■ TO DO ■
Leave out the pictures and repeat exactly the lines from the one containing "TASK = identify" through the end of the records.

━━━━━ DATASET RECORDS

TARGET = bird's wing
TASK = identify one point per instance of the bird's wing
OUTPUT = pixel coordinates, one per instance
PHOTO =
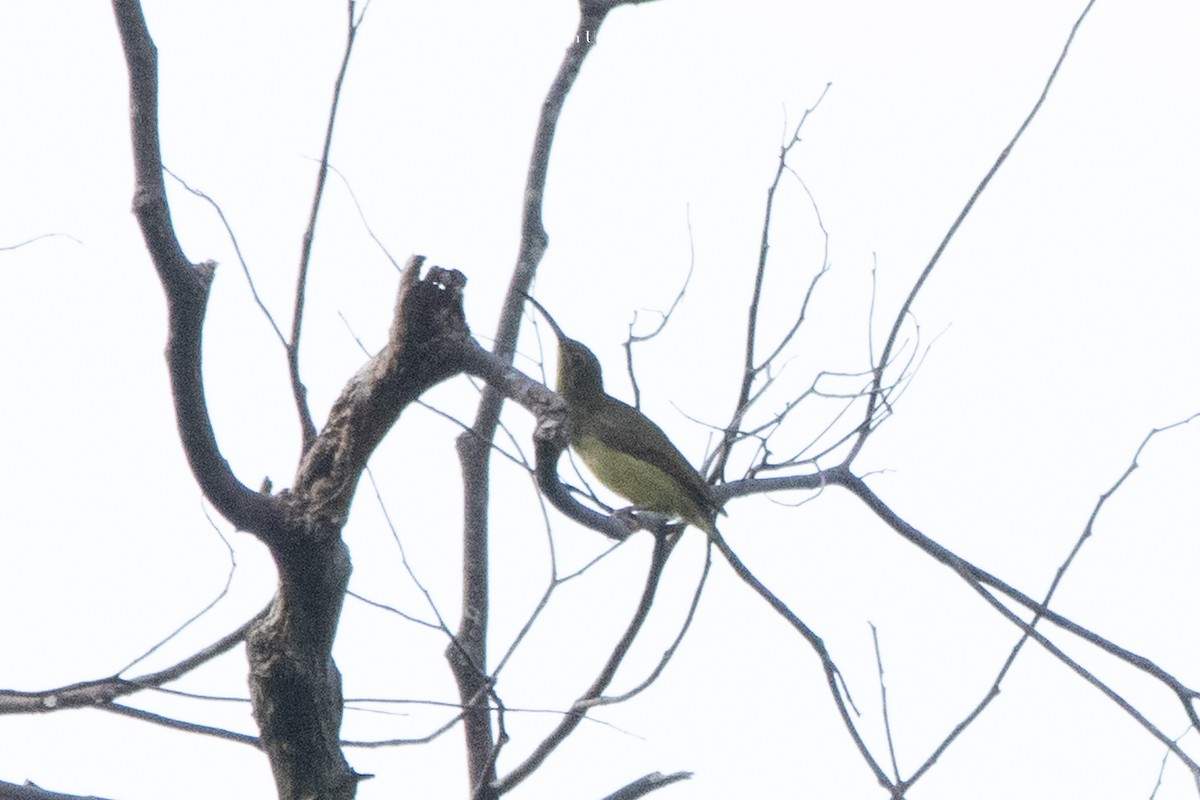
(653, 446)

━━━━━━━━━━

■ THE ANSWER ■
TASK = identify one point per instance of the bird's wing
OUTPUT = pixel coordinates, one per instance
PHOTO =
(653, 446)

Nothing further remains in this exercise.